"Up Around the Bend" is a song by American rock band Creedence Clearwater Revival, written by the band's frontman John Fogerty. The song was composed and recorded only a few days prior to the band's April 1970 European tour and was included on the album Cosmo's Factory. Released as a single, with "Run Through the Jungle" on the flipside, the double-sided single climbed to number four on the Billboard Hot 100 chart in the spring of 1970.

It was certified gold by the RIAA for sales of over one million copies. It was also a major hit in the UK, where it reached number three on the UK Singles Chart.

The song opens with a prominent, high-pitched guitar riff played by John Fogerty. The song's lyrics have Fogerty telling of a gathering "up around the bend" on the highway and inviting the listener to join in.

Cash Box described the song as a "powerfully sung and played bit of rock with excellent top forty drive."

The song has been covered by artists such as Elton John, who recorded a version of the song early in his career, and Finnish rock band Hanoi Rocks, who covered it on their 1984 album, Two Steps from the Move.

**Requirements**
1) Reproduce the passage on "Up Around the Bend" word for word, from "It was certified" to "UK Singles Chart.".
2) Based on the passage about "Up Around the Bend," state whether each statement agrees with it. Answer yes or no and quote the words that decide it.
(a) The single peaked at number three on the Billboard Hot 100.
(b) Hanoi Rocks covered the song on a 1984 album.
(c) The song was recorded after the band's April 1970 European tour.
3) Extend the passage about the song "Up Around the Bend," picking up after its final sentence.

**Supplied records**
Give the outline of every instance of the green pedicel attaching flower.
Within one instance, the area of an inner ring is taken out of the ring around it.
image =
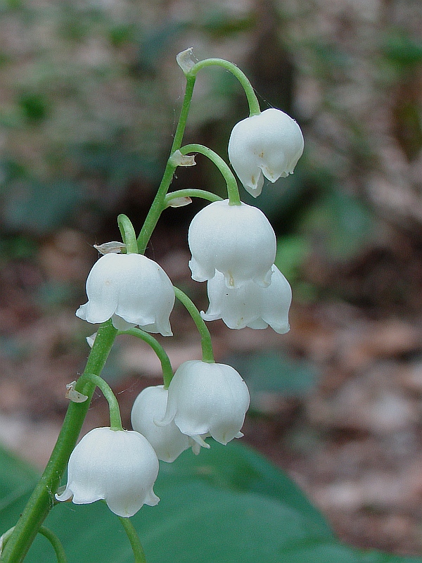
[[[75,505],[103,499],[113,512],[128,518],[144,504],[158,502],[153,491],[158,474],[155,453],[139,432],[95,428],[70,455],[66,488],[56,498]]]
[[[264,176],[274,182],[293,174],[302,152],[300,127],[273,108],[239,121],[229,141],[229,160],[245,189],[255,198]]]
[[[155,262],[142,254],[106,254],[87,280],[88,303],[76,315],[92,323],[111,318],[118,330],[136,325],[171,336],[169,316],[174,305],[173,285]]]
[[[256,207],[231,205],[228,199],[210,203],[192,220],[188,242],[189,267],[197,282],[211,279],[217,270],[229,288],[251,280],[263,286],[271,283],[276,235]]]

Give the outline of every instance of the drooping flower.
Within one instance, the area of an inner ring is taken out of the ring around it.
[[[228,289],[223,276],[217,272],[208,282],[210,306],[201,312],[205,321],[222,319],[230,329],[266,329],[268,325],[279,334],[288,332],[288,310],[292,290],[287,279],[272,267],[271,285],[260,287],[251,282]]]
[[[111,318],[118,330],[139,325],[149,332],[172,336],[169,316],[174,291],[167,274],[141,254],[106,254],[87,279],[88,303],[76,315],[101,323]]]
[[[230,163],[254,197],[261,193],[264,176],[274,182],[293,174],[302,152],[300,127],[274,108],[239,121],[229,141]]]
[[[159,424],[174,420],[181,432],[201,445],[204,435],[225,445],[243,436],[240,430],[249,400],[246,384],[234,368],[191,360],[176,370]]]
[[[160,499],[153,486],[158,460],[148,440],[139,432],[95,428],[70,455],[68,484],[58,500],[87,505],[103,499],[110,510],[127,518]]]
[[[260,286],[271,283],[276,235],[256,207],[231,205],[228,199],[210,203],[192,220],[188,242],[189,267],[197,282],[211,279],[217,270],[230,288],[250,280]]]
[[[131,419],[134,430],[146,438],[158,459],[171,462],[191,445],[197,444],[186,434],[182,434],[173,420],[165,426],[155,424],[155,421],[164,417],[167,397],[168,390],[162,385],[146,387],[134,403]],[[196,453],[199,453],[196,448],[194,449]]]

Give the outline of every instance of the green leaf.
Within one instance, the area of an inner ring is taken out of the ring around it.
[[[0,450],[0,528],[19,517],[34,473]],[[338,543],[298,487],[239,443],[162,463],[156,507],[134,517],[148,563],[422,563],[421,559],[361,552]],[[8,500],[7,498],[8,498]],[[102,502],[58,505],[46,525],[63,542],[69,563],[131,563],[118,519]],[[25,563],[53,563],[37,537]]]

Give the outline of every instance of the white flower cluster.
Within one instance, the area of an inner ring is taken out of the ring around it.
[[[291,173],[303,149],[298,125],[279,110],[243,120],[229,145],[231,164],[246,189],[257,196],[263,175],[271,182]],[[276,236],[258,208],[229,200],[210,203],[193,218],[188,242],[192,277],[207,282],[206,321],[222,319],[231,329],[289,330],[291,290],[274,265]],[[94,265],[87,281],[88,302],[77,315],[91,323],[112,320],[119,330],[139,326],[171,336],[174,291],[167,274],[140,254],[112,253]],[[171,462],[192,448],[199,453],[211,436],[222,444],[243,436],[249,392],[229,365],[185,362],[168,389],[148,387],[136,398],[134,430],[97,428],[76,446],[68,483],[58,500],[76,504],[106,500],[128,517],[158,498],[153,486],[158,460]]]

==

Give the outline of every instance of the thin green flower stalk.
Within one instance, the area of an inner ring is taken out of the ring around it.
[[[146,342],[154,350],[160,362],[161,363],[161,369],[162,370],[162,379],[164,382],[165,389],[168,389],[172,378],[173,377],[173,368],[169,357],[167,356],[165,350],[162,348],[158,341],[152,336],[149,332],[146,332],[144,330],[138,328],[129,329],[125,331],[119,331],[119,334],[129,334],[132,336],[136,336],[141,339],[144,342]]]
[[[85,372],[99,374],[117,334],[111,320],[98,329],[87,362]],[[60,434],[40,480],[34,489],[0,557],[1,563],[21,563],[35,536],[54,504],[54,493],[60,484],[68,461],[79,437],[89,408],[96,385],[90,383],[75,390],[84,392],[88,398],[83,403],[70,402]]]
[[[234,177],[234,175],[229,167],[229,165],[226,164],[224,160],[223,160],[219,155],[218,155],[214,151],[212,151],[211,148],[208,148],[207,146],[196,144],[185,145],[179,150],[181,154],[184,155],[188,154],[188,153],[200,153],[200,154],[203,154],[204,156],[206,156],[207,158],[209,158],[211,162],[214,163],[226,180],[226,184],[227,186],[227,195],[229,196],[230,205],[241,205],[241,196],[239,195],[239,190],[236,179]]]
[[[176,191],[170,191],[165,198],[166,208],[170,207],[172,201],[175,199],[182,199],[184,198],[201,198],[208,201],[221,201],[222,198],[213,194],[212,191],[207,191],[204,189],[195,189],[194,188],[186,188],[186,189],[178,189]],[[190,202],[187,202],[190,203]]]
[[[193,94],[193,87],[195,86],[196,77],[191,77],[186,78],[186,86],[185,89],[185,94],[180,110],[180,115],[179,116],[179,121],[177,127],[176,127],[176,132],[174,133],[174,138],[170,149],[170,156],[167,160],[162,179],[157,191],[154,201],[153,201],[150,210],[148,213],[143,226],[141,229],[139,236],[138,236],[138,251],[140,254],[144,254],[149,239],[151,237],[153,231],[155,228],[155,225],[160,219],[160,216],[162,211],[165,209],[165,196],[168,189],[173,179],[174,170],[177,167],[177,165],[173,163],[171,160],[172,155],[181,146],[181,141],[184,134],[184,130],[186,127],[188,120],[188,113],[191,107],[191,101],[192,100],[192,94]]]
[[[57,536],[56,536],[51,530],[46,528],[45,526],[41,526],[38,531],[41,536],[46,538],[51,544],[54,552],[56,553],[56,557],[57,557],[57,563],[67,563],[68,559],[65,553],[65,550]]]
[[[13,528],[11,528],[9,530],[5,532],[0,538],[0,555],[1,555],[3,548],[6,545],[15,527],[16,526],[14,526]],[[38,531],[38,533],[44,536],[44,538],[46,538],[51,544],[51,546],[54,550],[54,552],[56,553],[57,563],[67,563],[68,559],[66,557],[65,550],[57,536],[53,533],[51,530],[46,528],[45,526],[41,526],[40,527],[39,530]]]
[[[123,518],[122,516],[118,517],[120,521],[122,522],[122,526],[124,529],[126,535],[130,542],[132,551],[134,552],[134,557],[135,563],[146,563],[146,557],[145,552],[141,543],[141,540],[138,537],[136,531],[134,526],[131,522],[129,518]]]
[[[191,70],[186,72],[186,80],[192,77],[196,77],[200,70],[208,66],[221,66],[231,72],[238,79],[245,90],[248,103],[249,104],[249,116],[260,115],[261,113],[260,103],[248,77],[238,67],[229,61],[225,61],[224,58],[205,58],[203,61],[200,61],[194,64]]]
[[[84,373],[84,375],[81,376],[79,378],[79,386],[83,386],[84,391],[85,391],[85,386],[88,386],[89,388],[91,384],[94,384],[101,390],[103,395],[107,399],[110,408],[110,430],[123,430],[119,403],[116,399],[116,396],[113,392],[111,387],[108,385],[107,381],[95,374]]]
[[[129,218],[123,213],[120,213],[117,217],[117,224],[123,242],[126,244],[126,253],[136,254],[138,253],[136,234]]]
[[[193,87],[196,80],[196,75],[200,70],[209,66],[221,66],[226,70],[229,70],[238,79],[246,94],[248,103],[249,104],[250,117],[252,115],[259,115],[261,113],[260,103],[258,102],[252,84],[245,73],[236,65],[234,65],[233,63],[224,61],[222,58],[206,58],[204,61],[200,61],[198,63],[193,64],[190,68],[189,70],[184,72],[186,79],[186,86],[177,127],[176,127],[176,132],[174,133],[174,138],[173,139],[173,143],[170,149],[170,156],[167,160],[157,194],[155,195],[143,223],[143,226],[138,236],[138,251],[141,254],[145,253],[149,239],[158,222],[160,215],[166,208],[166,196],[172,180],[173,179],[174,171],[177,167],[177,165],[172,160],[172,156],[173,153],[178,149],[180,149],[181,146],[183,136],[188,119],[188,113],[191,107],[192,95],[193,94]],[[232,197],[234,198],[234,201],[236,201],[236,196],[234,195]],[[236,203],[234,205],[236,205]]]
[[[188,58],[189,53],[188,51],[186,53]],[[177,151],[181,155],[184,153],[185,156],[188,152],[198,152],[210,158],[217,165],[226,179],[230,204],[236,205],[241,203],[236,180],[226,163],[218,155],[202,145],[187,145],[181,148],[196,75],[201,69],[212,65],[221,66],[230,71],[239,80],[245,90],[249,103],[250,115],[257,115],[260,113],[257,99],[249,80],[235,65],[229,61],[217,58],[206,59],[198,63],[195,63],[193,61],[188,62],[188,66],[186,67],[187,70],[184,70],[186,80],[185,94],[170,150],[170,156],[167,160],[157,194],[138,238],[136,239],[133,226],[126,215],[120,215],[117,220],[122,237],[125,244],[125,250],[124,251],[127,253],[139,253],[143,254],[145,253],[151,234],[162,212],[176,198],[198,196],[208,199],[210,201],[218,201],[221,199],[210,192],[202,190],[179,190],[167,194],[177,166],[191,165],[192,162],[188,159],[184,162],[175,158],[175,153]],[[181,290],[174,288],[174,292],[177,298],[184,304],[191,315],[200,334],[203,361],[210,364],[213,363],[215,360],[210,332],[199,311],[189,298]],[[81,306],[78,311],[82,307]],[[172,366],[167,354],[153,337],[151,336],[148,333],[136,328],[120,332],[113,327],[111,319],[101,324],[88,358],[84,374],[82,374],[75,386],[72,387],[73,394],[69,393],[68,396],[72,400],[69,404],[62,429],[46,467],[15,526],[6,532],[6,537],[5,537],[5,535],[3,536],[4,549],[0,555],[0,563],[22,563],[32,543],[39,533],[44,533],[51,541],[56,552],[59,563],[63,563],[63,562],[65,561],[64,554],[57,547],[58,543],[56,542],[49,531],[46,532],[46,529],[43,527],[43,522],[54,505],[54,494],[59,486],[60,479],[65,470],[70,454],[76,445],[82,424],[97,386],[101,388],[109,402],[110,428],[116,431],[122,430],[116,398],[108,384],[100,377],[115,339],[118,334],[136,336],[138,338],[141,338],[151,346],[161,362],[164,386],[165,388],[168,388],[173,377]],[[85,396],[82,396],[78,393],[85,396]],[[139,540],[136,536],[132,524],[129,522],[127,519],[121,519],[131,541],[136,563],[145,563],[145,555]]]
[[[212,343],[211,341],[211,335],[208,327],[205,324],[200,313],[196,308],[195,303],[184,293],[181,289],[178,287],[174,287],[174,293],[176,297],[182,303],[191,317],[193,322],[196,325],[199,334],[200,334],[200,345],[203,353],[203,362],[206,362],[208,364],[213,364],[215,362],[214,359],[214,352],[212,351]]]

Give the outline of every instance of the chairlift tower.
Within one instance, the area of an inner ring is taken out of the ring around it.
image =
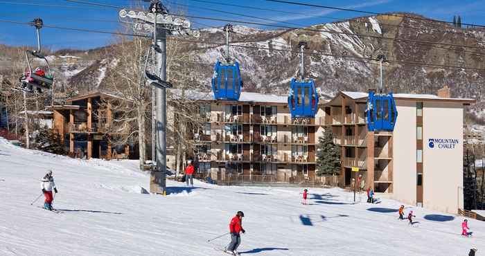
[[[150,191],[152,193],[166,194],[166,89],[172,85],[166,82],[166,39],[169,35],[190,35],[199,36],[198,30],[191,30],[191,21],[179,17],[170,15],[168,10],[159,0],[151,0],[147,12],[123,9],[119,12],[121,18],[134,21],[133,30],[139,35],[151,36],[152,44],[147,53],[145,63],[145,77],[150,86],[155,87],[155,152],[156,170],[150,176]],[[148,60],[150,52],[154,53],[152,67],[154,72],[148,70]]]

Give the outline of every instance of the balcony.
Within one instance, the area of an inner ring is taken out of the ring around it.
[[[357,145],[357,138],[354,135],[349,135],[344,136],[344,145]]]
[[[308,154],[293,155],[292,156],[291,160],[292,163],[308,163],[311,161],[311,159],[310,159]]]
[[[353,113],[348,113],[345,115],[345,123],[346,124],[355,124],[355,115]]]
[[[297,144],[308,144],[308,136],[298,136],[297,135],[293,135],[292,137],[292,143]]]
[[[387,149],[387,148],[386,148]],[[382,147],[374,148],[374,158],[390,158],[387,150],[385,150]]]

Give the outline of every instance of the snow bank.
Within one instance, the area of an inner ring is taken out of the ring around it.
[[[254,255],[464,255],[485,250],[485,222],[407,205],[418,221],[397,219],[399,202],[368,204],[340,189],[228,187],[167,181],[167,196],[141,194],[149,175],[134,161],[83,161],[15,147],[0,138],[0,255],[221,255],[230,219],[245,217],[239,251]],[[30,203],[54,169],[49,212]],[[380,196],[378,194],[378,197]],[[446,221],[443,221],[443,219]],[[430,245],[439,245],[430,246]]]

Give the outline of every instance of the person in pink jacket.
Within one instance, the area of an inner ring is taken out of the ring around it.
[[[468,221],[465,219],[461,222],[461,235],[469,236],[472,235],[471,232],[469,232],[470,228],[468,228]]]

--

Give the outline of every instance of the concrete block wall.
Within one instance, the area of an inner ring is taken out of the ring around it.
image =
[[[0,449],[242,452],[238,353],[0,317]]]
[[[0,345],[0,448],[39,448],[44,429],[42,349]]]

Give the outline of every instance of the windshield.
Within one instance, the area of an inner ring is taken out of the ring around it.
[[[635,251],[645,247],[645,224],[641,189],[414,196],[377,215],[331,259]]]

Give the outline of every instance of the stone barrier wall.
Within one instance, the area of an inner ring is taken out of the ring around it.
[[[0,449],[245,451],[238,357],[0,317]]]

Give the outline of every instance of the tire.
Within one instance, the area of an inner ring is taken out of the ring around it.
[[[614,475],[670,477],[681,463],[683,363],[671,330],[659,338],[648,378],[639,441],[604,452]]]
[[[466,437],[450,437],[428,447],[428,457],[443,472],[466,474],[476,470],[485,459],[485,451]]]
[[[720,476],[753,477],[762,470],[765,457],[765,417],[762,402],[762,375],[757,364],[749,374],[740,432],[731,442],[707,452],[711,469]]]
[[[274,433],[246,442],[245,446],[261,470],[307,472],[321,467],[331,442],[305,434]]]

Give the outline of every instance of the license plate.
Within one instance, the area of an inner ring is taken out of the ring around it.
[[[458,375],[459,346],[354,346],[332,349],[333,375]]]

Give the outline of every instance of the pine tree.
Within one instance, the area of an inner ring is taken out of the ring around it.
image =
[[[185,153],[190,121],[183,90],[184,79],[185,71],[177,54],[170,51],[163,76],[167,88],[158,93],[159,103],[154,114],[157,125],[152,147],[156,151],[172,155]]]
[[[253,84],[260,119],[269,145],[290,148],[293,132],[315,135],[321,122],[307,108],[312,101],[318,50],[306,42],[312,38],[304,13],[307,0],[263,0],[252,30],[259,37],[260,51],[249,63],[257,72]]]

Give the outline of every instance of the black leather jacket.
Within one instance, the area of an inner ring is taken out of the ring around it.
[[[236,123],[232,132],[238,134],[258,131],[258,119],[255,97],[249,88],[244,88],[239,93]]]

**Final answers**
1)
It was certified gold by the RIAA for sales of over one million copies. It was also a major hit in the UK, where it reached number three on the UK Singles Chart.

2)
(a) No: "climbed to number four on the Billboard Hot 100 chart in the spring of 1970"
(b) Yes: "Finnish rock band Hanoi Rocks, who covered it on their 1984 album, Two Steps from the Move"
(c) No: "composed and recorded only a few days prior to the band's April 1970 European tour"

3)
Charts

Certifications

In popular culture

"Up Around the Bend" has appeared in the following films: Eau froide, L' (1994), Michael (1996), Remember the Titans (2000), Invincible (2006), The Hoax (2007), Red Dawn (2012), and Free Birds (2013). It was also used in the TV mini-series, From the Earth to the Moon (1998), the last episode of The Wonder Years, and in the first episode of Hap and Leonard (2016).

The song was featured in the Kurt Cobain documentary Kurt Cobain About a Son and is also available on its soundtrack.

Atlanta-based radio host Kim Peterson used the guitar riff from the song's intro as part of his 1990s WGST afternoon drive-time talk show's theme song/bumper music, often with Peterson mimicking a Marine Corps drill sergeant‘s cadence call over the music.

Finnish rock and glam punk band Hanoi Rocks covered "Up Around the Bend" on their fifth studio album Two Steps from the Move. The song was also released as a single.

The song was frequently used by Pete Buttigieg at events in his campaign for the 2020 presidential election before he suspended it on March 1. Apart from the choice of the song possibly being intended to allude to Buttigieg's position as mayor of South Bend, Indiana, Buttigieg recalled in his 2019 book, Shortest Way Home, that as a teenager, "We might talk, or not, as we crossed the state line, either in Mom's giant blue Buick LeSabre listening to NPR news, or Dad's two-door Chevy Cavalier listening to what might have been his sole cassette, the Creedence Clearwater Revival masterpiece Cosmo’s Factory, looping permanently in the tape player for about as long [as] he owned the car."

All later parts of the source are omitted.